**EXERCISE DETAILS:** Repeat every record below exactly, but leave out any pictures.

★ ★ ★ ★ ★

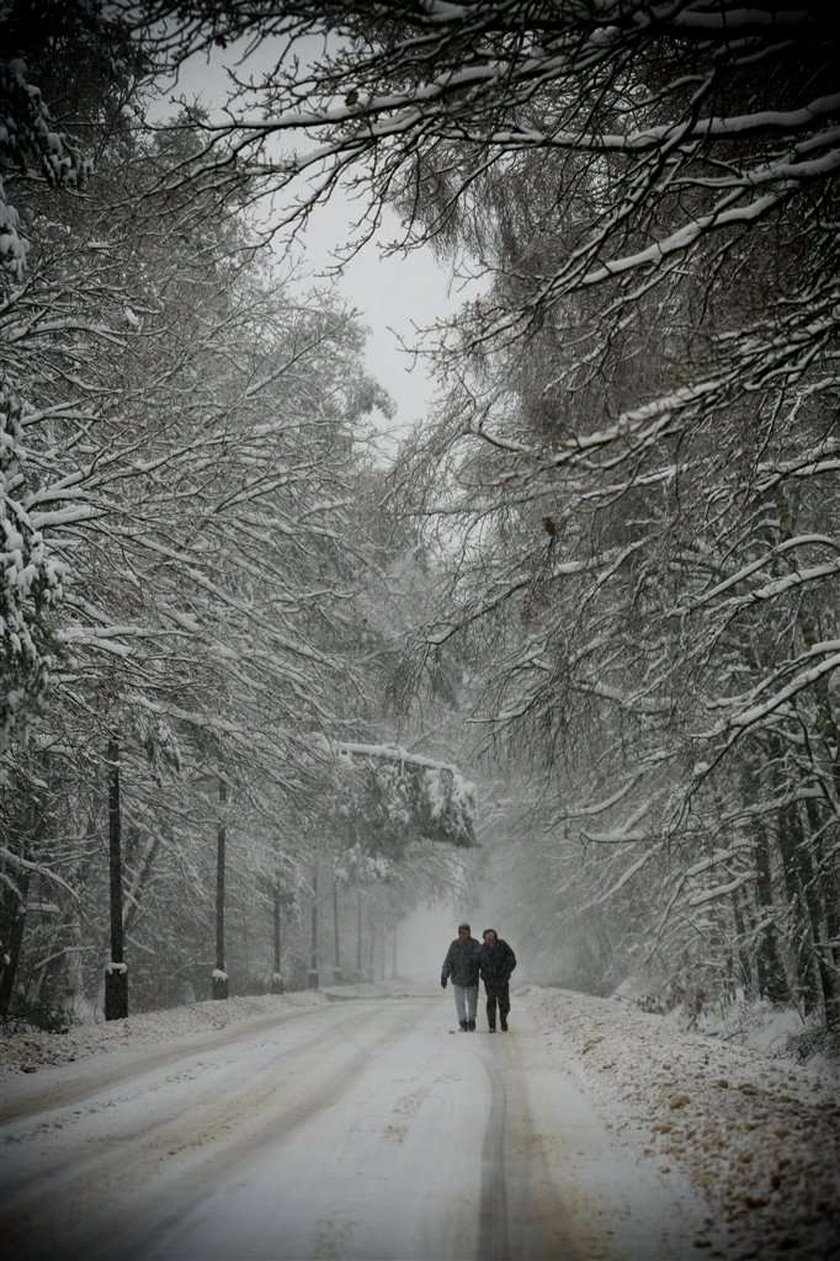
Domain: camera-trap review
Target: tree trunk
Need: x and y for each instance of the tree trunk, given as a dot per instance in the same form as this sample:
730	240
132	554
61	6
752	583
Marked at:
13	945
116	974
220	987
791	845
772	982
313	938
337	956
814	884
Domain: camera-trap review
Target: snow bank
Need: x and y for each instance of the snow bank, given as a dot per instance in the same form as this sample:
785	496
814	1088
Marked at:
28	1052
759	1138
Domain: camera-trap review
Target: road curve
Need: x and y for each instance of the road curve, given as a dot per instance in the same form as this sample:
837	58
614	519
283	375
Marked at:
358	1130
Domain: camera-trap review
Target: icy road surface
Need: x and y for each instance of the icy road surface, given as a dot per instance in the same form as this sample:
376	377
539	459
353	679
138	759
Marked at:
358	1129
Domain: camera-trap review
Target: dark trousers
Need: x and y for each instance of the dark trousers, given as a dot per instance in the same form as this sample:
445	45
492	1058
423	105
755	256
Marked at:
498	993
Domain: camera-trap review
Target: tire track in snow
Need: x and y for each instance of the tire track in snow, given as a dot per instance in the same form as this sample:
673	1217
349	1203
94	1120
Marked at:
179	1158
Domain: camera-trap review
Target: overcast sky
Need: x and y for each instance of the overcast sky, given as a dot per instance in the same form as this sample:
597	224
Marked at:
392	294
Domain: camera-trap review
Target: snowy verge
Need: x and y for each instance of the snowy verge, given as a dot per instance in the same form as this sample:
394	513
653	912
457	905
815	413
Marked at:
758	1138
30	1051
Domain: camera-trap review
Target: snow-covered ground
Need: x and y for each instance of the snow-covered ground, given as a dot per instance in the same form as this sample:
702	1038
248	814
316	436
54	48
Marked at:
758	1136
642	1140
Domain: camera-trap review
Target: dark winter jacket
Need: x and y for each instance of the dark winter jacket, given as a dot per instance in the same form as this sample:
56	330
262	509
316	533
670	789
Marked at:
496	962
462	962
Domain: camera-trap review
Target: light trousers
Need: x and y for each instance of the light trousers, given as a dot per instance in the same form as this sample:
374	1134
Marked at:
466	1001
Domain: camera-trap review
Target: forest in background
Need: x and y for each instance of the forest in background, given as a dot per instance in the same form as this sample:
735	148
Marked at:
600	578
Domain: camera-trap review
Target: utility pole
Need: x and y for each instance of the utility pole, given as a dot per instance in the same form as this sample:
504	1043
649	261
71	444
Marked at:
358	936
312	979
220	985
276	976
116	972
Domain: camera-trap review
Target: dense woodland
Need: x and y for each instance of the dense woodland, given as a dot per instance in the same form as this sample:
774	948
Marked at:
599	579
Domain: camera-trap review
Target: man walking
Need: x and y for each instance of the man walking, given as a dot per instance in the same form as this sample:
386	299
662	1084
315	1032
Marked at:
462	965
496	961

★ ★ ★ ★ ★

**THE COMPLETED TASK:**
Domain: camera-trap review
Target: tree trunk
Need: x and y for each instance of the tree trunk, given as a dot per instance in the same form as this sample:
730	240
132	554
61	6
752	583
Marked at:
13	945
116	974
220	987
791	845
772	982
313	938
337	956
814	884
Domain: camera-trap review
Target: snow bank
Need: x and y for each instance of the snow bank, given as a dot per instance in the same form as this sample:
785	496
814	1088
Marked at:
28	1052
759	1138
Domain: camera-trap review
Target: road curve
Need: x and y for each instance of the road curve, given as a dot per instance in the same form as this sample:
837	58
614	519
283	375
Marked at:
358	1130
Domain: camera-trap review
Target: icy road surface
Need: x and y for each instance of the icy road surface, given as a dot per instance in the same form as this sample:
376	377
539	459
353	679
138	759
Marked at:
358	1129
Domain: camera-trap review
Target: dark trousers
Need: x and y for each instance of the dark trousers, given as a dot per instance in the same form as this sample:
445	45
492	1058
423	105
755	256
Marked at:
498	993
Domain: camera-trap review
Target: tire track in snow
Need: x and y for each instance of the tire track in snow, given as a dot per instance in the same form as this sample:
673	1217
349	1203
94	1120
Marked at:
179	1158
Domain: camera-trap review
Target: overcast sky
Need: x and y for each instance of the overcast sky, given as a dot per instance in the same form as this sample:
597	224
Marked at:
392	294
Domain: camera-trap review
Target: snowy verge
Need: x and y for each instance of the snowy verge, given as a dot per instance in the same form as this sample:
394	513
653	912
457	905
815	413
Marked at:
758	1138
30	1051
Domain: camera-trap review
Target: snow-covered ground
Need: x and y for each instance of the snow-covered ground, given as a dot per instance in the same form as this sample:
702	1038
248	814
316	436
54	48
Marked at:
758	1136
642	1140
Domain: camera-trap review
Target: dark winter jacket
Need: x and y for each instance of the dark winter jacket, given as a dot per instance in the same form as this sample:
56	330
262	509
316	533
670	789
Marked at:
496	962
462	962
Domain: camera-trap review
Target: light trousers
Need: x and y for each instance of the light trousers, given as a dot per instance in the same form as this sample:
374	1134
Marked at:
466	1001
Domain: camera-trap review
Target: forest in background
Need: x and y for each instance of the forest in background, given as a dot per instance in the same form as this sample:
735	148
Marked at:
600	578
Domain: camera-trap review
Target: utility pole
Need: x and y for each instance of the utility pole, given as a dot per instance in the same form as this sample:
504	1043
649	261
71	444
Marked at:
358	936
312	979
220	985
276	976
116	972
Domain: camera-trap review
Target: dense woodland
Need: x and y for each instance of the dense woodland, given as a dot per instance in the same form as this sample:
774	948
Marked at:
599	579
Domain: camera-trap review
Target: man walking
Need: x and y for each instance of the man walking, given as a dot per instance in the same form as this sample:
386	299
662	1084
315	1032
Marked at:
462	965
496	961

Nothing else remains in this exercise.